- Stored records

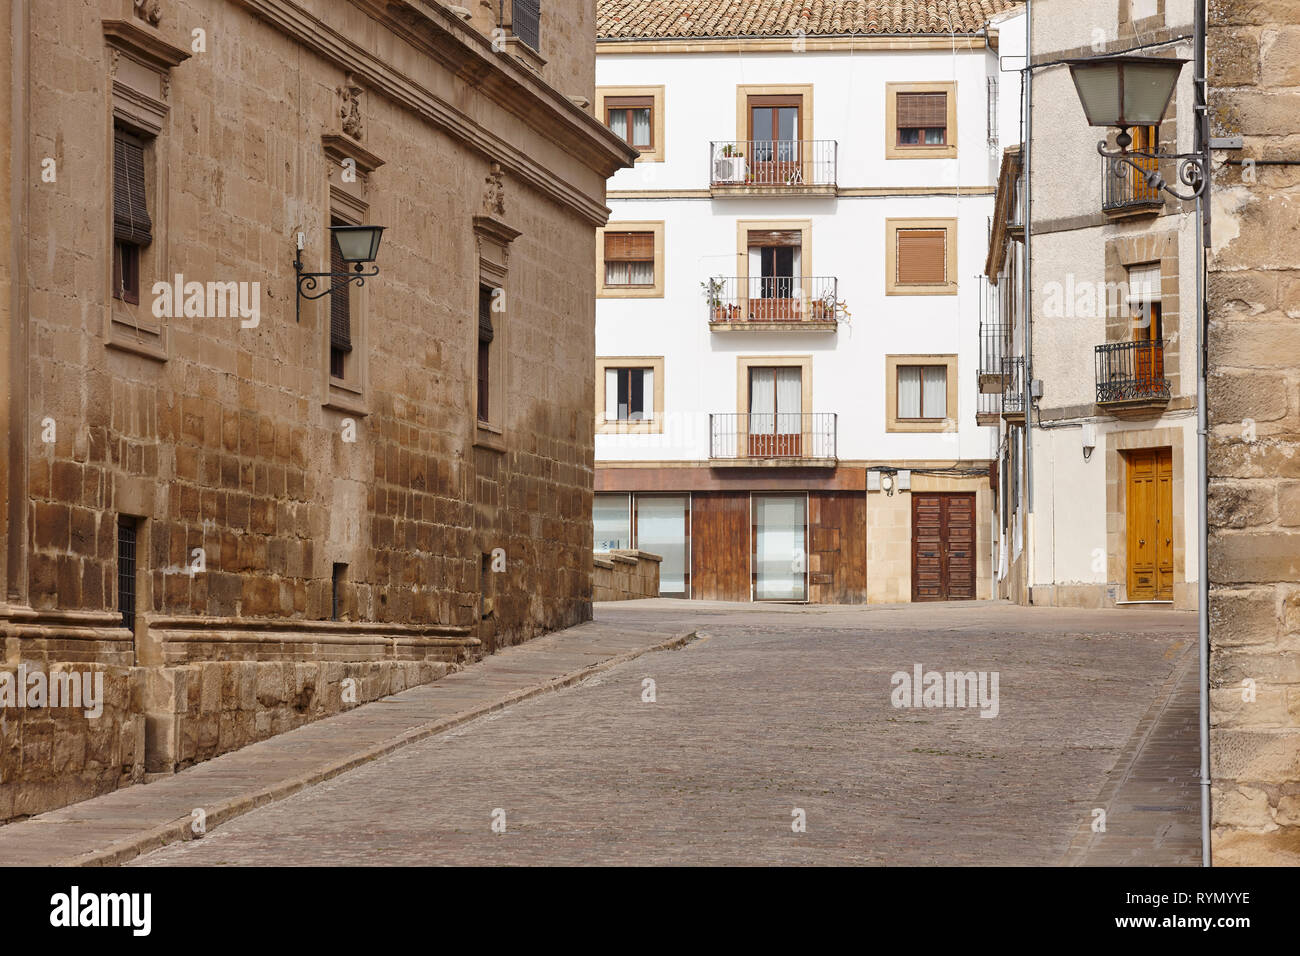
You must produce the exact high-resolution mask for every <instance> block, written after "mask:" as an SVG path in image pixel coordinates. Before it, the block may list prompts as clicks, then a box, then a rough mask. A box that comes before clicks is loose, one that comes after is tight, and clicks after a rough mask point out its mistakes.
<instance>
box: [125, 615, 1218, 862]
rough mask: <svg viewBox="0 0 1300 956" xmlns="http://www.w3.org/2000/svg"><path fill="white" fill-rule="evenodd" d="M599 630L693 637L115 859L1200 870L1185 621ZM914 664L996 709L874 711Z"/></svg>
mask: <svg viewBox="0 0 1300 956" xmlns="http://www.w3.org/2000/svg"><path fill="white" fill-rule="evenodd" d="M597 620H599V622H603V623H606V624H611V623H612V624H619V623H624V624H627V626H628V627H637V626H645V623H646V622H650V620H653V622H655V623H656V624H659V626H663V627H671V626H681V624H684V623H690V624H692V626H694V627H695V628H697V630H698V631H699V633H701V636H699V639H698V640H695V641H694V643H692V644H689V645H686V646H685V648H682V649H679V650H668V652H658V653H653V654H647V656H645V657H642V658H638V659H634V661H630V662H628V663H623V665H620V666H617V667H614V669H611V670H608V671H606V672H603V674H601V675H598V676H595V678H591V679H589V680H586V682H584V683H582V684H578V685H576V687H572V688H569V689H565V691H562V692H558V693H550V695H545V696H542V697H537V698H533V700H529V701H524V702H520V704H517V705H513V706H510V708H507V709H504V710H500V711H498V713H495V714H491V715H489V717H484V718H480V719H477V721H474V722H472V723H467V724H464V726H461V727H459V728H456V730H454V731H450V732H447V734H442V735H439V736H434V737H429V739H426V740H422V741H420V743H416V744H412V745H409V747H406V748H403V749H400V750H398V752H395V753H393V754H390V756H387V757H383V758H381V760H377V761H373V762H369V763H367V765H364V766H360V767H357V769H355V770H352V771H350V773H346V774H343V775H339V777H337V778H333V779H330V780H326V782H324V783H321V784H317V786H315V787H311V788H308V790H305V791H303V792H300V793H296V795H294V796H291V797H289V799H285V800H282V801H279V803H276V804H272V805H269V806H264V808H261V809H257V810H253V812H251V813H248V814H246V816H243V817H239V818H238V819H234V821H231V822H229V823H225V825H222V826H220V827H218V829H216V830H213V831H212V832H209V834H208V835H207V836H205V838H203V839H201V840H194V842H188V843H178V844H173V845H170V847H165V848H162V849H160V851H157V852H153V853H151V855H147V856H143V857H139V858H138V860H136V861H135V865H259V864H264V865H273V864H274V865H283V864H304V865H338V864H363V865H364V864H372V865H378V864H398V865H424V864H524V865H530V864H597V862H607V864H731V865H735V864H892V865H901V864H922V865H924V864H976V865H983V864H1061V862H1083V864H1087V862H1096V861H1100V857H1099V858H1097V860H1095V858H1093V856H1095V855H1102V856H1104V861H1105V862H1138V864H1147V865H1151V864H1165V865H1177V864H1183V865H1193V864H1196V862H1197V858H1199V856H1197V855H1199V849H1197V847H1199V844H1197V816H1196V813H1197V812H1196V778H1195V771H1196V763H1197V754H1196V735H1195V680H1186V679H1182V678H1183V676H1184V675H1186V671H1187V666H1188V665H1191V667H1192V669H1193V670H1195V618H1193V617H1192V615H1184V614H1174V613H1162V611H1079V610H1047V609H1022V607H1013V606H1008V605H991V604H979V605H975V604H966V605H915V606H904V607H870V609H868V607H826V606H820V607H818V606H810V607H796V606H751V605H702V604H694V605H688V604H680V602H671V601H636V602H625V604H621V605H599V606H598V609H597ZM918 663H919V665H923V667H924V670H927V671H930V670H936V671H996V672H998V675H1000V684H998V714H997V717H996V718H992V719H984V718H982V717H980V715H979V710H978V709H974V708H967V709H932V708H926V709H919V710H918V709H910V708H906V709H905V708H894V706H892V704H891V689H892V688H891V675H892V674H894V672H896V671H906V672H911V671H913V667H914V665H918ZM647 678H649V679H653V680H654V691H655V701H654V702H645V701H643V700H642V696H643V693H645V691H643V687H645V685H643V680H645V679H647ZM1187 696H1190V704H1191V711H1190V713H1191V714H1192V719H1191V721H1188V719H1186V713H1183V711H1186V705H1187V704H1188V701H1184V700H1182V697H1187ZM370 706H383V705H382V704H376V705H370ZM1161 717H1164V719H1157V718H1161ZM1188 730H1190V731H1191V732H1188ZM1152 748H1156V749H1157V750H1158V760H1157V761H1156V762H1154V763H1152V761H1151V760H1148V761H1147V763H1145V766H1147V767H1148V771H1147V773H1145V774H1144V773H1141V770H1140V766H1139V767H1138V770H1135V769H1134V767H1135V766H1138V765H1141V763H1143V756H1144V754H1145V753H1147V752H1148V749H1152ZM1152 767H1154V774H1156V777H1154V778H1153V777H1152ZM1134 786H1138V787H1143V788H1144V790H1143V795H1141V796H1140V800H1135V799H1134V797H1132V796H1131V793H1130V792H1128V788H1131V787H1134ZM1100 800H1105V801H1108V803H1099V801H1100ZM1097 806H1101V808H1104V809H1106V808H1109V809H1108V829H1106V831H1105V832H1091V830H1089V823H1091V821H1092V810H1093V808H1097ZM796 808H798V809H802V810H803V812H805V814H806V821H807V829H806V832H794V831H793V830H792V821H793V819H794V817H793V816H792V813H793V810H794V809H796ZM494 812H497V813H495V817H494ZM499 812H503V816H504V832H494V830H493V823H494V818H495V819H498V821H499V819H500V817H502V814H500V813H499ZM1071 844H1073V845H1071Z"/></svg>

- Assigned task
Which lines in the data above contain "instance"? Show each one.

- Reply
You must produce the exact high-resolution mask for every <instance> block, written after "mask:" as an SVG path in image pixel coordinates. Before it, the block may list prompts as clicks, then a box, then a rough mask. A box that comes before clicks is loose, one that comes after is tight, and clicks after a rough mask point out its mistakes.
<instance>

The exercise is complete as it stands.